» GIVEN EXERCISE: Can you echo back each of the lines below word for word, changing nothing?

» GIVEN DATA:
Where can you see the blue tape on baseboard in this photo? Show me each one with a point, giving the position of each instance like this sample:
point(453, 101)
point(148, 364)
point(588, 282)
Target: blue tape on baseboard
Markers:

» EXERCISE RESPONSE:
Where can you see the blue tape on baseboard in this photo? Show me each one with a point, giving the position of each instance like this sample:
point(453, 101)
point(148, 364)
point(588, 282)
Target: blue tape on baseboard
Markers:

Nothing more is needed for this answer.